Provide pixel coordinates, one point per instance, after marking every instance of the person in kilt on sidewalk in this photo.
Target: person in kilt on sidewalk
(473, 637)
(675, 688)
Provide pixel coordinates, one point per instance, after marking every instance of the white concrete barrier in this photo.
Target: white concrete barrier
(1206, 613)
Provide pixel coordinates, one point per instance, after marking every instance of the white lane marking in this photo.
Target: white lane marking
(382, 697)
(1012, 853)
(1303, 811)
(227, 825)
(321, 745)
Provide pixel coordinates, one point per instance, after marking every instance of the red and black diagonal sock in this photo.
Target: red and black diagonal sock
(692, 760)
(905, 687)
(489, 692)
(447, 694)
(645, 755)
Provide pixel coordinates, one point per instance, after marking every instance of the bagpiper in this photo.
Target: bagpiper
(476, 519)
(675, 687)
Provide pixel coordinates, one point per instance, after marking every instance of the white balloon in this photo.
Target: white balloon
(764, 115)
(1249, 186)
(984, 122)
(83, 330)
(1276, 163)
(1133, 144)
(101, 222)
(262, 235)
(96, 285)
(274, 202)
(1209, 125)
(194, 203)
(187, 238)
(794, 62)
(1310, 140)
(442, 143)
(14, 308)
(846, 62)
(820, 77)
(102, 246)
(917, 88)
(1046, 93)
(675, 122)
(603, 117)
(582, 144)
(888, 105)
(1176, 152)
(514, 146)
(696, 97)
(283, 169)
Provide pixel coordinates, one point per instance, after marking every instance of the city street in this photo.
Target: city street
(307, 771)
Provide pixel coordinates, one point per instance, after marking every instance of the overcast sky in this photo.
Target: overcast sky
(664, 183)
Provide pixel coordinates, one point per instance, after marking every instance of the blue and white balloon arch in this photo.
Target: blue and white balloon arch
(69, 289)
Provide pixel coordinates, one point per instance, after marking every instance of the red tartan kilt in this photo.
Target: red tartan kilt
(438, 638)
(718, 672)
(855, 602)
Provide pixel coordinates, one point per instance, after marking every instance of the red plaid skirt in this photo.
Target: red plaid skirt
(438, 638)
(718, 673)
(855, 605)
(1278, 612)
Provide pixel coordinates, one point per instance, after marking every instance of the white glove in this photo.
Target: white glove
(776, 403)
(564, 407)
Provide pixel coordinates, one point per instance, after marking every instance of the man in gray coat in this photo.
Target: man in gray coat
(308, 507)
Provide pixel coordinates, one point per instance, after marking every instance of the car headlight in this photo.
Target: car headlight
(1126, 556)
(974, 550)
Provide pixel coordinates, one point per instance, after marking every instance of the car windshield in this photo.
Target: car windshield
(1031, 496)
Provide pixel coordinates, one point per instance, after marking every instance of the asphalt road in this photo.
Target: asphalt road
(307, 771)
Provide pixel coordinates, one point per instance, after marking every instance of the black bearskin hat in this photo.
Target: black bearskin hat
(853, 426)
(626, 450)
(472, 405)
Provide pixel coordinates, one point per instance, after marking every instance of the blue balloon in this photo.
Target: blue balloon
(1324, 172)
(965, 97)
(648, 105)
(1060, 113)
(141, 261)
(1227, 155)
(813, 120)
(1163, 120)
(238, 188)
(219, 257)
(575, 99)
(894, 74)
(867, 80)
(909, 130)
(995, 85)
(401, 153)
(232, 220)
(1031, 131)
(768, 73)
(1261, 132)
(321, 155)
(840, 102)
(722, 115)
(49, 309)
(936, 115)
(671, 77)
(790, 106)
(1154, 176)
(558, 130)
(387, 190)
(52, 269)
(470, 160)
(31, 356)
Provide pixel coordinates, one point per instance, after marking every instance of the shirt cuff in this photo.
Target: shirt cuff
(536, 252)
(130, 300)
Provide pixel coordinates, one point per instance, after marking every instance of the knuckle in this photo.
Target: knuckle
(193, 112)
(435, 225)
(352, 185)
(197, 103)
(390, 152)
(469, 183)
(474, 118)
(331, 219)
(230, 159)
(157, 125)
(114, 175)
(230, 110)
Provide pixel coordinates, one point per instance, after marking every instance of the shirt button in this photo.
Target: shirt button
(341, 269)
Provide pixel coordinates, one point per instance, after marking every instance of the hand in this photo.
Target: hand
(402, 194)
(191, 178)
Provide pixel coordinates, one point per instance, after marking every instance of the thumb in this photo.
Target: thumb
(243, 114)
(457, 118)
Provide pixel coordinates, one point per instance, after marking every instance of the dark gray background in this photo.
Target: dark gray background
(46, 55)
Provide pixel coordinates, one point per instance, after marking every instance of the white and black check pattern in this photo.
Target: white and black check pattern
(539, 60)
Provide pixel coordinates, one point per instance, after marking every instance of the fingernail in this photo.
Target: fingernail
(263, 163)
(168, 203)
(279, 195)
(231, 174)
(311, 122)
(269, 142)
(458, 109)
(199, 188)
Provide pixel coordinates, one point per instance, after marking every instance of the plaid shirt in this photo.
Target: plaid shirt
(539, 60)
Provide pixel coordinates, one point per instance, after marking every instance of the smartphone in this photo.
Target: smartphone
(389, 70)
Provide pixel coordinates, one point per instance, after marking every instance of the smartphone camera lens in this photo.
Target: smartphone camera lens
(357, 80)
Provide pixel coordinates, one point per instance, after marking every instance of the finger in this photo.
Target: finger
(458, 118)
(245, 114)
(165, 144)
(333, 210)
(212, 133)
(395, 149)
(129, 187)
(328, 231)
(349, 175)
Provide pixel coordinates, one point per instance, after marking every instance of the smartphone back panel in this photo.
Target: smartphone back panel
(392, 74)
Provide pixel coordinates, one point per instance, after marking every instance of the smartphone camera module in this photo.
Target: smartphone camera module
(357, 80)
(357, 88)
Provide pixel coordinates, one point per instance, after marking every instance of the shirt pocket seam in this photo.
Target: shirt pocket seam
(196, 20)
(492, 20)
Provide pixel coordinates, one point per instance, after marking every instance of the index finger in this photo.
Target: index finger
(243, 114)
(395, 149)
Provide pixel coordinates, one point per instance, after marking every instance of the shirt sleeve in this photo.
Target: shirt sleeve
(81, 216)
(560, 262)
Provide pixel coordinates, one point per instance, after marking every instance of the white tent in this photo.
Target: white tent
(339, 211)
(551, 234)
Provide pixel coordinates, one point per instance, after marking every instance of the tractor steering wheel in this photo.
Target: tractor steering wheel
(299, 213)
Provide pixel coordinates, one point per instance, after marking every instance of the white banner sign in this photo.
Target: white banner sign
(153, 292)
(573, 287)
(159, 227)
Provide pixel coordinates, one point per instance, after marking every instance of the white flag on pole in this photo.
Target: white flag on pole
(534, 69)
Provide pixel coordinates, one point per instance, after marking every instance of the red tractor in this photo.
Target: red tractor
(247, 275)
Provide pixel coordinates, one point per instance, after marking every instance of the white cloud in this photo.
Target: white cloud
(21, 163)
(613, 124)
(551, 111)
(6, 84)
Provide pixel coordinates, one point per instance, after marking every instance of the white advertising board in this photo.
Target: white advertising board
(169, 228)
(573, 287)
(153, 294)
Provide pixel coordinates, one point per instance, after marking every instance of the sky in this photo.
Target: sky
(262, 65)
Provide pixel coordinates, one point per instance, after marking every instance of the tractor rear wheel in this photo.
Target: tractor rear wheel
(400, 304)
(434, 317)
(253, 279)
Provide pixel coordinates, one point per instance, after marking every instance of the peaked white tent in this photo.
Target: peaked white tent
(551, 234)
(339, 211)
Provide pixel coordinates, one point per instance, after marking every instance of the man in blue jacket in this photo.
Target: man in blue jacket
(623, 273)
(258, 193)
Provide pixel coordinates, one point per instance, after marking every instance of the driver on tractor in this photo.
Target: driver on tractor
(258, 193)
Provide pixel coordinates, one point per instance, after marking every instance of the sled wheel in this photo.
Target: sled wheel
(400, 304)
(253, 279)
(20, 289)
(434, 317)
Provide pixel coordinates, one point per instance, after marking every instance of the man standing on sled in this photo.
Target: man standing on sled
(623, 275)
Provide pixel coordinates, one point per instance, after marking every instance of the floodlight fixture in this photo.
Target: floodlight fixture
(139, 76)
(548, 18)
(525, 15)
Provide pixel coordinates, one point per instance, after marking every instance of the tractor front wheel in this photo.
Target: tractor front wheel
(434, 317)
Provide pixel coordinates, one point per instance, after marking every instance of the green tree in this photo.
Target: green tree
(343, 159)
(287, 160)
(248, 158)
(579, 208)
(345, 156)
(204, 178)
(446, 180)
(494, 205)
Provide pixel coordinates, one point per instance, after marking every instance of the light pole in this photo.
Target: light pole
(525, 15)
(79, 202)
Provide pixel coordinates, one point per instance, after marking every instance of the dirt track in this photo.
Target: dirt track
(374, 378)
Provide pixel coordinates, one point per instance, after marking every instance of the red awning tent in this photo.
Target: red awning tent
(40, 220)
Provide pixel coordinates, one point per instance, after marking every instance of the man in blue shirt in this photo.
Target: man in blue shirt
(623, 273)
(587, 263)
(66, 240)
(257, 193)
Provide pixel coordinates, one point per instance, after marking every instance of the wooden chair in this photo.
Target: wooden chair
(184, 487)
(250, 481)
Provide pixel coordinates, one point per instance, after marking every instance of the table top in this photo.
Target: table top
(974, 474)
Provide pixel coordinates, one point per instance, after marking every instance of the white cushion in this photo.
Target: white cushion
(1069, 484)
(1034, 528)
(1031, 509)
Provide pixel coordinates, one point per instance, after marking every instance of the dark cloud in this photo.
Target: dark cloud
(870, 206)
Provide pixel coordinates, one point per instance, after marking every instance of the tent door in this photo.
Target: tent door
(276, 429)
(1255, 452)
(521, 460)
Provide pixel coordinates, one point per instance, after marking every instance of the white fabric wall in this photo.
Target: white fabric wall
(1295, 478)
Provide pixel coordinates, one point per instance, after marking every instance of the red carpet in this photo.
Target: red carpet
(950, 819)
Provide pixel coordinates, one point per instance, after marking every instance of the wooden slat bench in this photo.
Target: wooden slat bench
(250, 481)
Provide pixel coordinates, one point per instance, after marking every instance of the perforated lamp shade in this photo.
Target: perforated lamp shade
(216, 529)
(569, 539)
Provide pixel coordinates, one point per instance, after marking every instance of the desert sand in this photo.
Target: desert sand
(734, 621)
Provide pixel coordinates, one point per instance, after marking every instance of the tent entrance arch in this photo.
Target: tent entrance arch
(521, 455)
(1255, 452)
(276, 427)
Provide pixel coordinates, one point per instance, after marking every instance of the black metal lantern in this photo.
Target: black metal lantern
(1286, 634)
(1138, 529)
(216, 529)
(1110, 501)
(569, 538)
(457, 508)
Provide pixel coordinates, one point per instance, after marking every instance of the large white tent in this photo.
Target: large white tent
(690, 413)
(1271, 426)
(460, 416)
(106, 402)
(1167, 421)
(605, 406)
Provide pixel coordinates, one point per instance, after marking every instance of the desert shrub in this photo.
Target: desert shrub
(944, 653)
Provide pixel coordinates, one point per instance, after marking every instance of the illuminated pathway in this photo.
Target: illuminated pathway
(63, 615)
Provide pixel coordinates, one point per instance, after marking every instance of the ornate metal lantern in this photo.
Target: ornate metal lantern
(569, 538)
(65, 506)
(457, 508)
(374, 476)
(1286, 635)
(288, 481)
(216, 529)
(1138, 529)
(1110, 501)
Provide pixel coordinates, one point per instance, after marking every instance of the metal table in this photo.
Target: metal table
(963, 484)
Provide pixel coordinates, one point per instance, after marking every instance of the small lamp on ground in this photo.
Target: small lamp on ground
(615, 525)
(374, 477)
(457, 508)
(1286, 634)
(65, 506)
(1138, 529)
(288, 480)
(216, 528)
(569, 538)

■ **To do**
Print the first line of the records above and each line after it, exactly, through the line with "white balloon in this photo.".

■ **Result below**
Provide pixel coordinates, one point per instance, after marking every instance of the person in kilt on sidewalk in this photo.
Target: person in kilt on sidewalk
(473, 637)
(675, 688)
Provide pixel coordinates, one point per instance, after marking every instance of the white concrete barrier in this photo.
Target: white concrete barrier
(1206, 613)
Provide pixel coordinates, one point per instance, after marking every instance of the white lane marking in this photo.
Target: white lane marking
(382, 697)
(1012, 853)
(1303, 811)
(227, 825)
(321, 745)
Provide pixel coordinates, one point per instance, after marking every instance of the red and black diagonal sock in this photo.
Target: red and black diagonal sock
(692, 760)
(905, 687)
(489, 692)
(447, 694)
(645, 755)
Provide pixel coordinates, one point per instance, after marking every instance of the bagpiper in this photo.
Target: bagpiper
(476, 519)
(675, 687)
Provide pixel coordinates, one point per instance, after marking every instance of the white balloon in this photo.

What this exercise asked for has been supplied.